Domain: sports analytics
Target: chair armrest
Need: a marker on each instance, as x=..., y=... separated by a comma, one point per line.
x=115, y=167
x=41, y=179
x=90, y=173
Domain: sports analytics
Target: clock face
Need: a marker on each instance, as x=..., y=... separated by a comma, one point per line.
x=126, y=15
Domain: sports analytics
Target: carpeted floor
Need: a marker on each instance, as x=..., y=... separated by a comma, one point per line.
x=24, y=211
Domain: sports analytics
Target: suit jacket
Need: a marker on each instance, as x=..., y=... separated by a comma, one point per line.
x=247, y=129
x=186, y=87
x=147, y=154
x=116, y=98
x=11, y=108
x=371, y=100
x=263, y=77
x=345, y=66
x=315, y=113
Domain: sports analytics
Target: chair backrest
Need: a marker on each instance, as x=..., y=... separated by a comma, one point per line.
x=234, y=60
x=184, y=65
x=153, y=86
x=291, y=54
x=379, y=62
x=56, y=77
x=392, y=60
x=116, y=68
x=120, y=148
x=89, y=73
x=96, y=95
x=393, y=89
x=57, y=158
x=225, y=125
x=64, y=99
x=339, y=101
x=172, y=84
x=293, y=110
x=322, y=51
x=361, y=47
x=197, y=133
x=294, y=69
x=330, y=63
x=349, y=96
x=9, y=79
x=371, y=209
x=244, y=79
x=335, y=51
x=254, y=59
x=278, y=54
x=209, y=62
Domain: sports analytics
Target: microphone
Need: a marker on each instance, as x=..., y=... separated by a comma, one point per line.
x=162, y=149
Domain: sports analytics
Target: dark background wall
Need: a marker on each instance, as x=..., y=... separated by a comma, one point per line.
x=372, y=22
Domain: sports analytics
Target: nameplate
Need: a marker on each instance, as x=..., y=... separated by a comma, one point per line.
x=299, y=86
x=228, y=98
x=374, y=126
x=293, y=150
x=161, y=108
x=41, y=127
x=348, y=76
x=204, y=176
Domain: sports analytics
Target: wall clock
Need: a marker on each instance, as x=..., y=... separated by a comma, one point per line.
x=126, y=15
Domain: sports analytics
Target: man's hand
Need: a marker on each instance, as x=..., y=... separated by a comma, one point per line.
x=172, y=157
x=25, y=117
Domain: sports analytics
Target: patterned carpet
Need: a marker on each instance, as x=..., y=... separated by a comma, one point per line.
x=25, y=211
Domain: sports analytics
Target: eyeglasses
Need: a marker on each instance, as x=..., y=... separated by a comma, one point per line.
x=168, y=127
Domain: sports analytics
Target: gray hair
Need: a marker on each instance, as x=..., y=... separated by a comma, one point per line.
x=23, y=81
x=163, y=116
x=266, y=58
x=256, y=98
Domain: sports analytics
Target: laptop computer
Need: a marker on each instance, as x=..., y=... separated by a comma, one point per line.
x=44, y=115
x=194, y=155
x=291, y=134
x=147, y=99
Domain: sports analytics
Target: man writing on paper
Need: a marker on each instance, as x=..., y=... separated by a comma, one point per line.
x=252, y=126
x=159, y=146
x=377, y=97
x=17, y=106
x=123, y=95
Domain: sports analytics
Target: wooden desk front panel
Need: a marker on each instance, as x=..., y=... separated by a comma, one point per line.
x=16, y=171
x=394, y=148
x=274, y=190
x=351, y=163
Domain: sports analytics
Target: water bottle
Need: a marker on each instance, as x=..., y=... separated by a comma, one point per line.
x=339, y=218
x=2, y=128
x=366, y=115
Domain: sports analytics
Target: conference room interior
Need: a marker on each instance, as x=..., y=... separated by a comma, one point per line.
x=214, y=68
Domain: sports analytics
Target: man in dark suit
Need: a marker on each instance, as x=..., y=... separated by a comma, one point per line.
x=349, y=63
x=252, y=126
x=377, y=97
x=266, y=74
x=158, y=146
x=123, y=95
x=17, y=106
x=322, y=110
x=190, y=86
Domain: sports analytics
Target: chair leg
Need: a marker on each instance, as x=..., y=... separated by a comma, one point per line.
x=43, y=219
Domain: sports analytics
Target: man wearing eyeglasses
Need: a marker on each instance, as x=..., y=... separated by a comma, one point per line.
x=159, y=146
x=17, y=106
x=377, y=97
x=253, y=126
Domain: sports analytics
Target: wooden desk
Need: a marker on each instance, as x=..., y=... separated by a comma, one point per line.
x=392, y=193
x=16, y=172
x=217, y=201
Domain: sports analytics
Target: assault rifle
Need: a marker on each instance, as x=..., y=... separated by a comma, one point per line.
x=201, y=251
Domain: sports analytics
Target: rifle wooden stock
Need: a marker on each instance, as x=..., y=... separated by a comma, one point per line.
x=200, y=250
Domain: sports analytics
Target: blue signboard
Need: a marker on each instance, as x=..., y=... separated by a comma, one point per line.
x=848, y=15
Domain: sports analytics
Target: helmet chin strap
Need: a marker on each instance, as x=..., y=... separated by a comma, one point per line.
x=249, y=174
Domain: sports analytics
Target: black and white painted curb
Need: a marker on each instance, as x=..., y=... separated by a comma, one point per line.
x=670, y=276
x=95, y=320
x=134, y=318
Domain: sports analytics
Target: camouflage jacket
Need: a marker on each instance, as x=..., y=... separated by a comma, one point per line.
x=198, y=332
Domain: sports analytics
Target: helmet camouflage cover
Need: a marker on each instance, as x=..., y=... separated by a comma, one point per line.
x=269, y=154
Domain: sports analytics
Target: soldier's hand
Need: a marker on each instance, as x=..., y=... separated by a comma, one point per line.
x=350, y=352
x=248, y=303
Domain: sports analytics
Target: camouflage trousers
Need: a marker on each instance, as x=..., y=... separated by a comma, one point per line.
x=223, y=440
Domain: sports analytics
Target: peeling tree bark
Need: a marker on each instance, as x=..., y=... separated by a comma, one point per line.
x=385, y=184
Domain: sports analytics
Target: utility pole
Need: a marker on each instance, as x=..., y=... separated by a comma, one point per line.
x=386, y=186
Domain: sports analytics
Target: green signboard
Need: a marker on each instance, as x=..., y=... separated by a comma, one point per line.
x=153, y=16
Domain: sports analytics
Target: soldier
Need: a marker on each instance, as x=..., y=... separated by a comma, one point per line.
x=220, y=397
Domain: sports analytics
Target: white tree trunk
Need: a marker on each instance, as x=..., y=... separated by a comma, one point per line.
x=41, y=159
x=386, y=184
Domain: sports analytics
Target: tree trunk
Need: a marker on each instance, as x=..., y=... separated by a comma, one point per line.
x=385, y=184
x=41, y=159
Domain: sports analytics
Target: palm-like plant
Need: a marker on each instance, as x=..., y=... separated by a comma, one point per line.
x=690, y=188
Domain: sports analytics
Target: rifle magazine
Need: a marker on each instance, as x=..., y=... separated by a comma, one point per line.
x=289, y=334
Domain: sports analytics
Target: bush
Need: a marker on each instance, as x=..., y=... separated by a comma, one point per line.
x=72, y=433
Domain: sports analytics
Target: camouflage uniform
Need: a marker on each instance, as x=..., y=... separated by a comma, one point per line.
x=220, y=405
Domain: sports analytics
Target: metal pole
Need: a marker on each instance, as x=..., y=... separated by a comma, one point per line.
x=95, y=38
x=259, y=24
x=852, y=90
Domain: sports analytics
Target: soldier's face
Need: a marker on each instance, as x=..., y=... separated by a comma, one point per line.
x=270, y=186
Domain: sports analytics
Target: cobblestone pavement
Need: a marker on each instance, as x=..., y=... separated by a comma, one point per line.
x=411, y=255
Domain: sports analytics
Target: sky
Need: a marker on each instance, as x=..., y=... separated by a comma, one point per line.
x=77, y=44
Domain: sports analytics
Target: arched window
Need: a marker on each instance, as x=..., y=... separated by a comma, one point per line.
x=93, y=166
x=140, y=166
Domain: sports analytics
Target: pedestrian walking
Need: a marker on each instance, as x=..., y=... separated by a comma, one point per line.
------------------------------------
What to do — Turn everything from the start of the rows down to and including the line containing "x=90, y=173" into a Markdown table with the columns Number and Entry. Number each line in order and leave out blank lines.

Answer to the exercise —
| Number | Entry |
|---|---|
| 1 | Domain: sports analytics |
| 2 | Target: chair armrest |
| 3 | Need: a marker on each instance, as x=..., y=... separated by a comma, one point per line. |
| 4 | x=115, y=167 |
| 5 | x=41, y=179 |
| 6 | x=90, y=173 |